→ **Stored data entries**
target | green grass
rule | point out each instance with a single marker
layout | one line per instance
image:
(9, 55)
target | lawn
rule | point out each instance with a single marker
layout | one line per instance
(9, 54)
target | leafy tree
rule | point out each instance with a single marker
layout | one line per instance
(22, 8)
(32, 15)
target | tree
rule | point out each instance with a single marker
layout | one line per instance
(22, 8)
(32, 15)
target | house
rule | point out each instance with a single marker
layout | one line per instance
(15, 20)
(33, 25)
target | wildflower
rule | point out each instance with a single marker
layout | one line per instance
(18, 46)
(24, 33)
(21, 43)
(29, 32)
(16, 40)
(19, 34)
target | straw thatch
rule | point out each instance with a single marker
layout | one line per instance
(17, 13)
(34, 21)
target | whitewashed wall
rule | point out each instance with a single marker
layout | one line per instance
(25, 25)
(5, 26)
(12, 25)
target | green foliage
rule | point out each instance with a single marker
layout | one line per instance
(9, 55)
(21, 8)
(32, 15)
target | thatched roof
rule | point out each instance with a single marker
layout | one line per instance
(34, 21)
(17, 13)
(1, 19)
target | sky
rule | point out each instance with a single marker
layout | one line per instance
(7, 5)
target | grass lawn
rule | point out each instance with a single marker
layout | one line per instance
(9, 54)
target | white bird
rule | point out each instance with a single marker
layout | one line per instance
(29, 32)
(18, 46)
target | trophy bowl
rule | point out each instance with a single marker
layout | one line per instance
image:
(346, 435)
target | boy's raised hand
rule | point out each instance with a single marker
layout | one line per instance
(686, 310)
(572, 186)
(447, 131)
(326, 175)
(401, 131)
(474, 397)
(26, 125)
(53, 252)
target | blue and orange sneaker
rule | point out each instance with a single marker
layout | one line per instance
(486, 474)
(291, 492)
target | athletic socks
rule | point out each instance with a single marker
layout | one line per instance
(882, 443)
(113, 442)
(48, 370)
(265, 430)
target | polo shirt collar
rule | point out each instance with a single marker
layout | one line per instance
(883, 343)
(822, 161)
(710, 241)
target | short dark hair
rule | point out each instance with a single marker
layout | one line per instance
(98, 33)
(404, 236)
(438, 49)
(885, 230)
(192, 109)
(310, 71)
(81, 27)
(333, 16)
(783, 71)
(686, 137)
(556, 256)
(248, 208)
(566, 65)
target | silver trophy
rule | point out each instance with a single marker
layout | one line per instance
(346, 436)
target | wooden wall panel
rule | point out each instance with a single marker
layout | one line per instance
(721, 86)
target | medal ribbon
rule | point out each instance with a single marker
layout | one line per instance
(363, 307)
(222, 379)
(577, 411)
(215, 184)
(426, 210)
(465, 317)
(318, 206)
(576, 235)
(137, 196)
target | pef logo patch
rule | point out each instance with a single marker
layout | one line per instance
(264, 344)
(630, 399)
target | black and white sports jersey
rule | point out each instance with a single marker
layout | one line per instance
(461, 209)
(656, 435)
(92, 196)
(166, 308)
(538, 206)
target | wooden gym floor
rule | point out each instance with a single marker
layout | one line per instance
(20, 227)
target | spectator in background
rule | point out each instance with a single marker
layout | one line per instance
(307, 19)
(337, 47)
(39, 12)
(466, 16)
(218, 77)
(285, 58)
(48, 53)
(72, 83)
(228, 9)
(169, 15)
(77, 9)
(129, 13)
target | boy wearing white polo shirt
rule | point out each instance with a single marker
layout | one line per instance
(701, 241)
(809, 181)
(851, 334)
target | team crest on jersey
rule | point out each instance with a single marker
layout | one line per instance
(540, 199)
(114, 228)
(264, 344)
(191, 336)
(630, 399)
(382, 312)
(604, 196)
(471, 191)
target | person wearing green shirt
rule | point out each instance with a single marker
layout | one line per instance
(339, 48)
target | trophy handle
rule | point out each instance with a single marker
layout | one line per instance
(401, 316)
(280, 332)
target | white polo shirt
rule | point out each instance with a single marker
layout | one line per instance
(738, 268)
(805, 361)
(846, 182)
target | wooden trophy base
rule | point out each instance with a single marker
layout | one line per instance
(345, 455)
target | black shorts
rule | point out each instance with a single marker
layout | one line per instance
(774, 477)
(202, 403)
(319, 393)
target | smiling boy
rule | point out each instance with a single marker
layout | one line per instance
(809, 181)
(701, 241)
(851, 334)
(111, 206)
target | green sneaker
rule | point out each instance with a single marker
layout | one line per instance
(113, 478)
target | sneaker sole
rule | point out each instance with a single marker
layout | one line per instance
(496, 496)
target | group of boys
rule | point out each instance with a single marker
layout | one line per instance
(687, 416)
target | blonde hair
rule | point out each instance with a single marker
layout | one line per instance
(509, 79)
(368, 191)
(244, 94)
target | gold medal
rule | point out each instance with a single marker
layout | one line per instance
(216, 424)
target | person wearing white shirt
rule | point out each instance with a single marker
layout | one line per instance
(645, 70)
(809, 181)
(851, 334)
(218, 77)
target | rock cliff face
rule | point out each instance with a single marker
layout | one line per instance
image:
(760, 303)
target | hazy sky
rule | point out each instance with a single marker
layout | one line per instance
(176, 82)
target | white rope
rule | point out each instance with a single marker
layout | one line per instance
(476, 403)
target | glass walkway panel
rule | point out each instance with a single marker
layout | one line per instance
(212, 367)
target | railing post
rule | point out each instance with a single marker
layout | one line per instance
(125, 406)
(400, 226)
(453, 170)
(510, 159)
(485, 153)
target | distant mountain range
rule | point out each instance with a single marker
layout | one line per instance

→ **TASK TO CARRY OUT**
Reply with one number only: the count of lines in the entries that contain "wearing".

→ **RESULT OF THIS EXERCISE**
3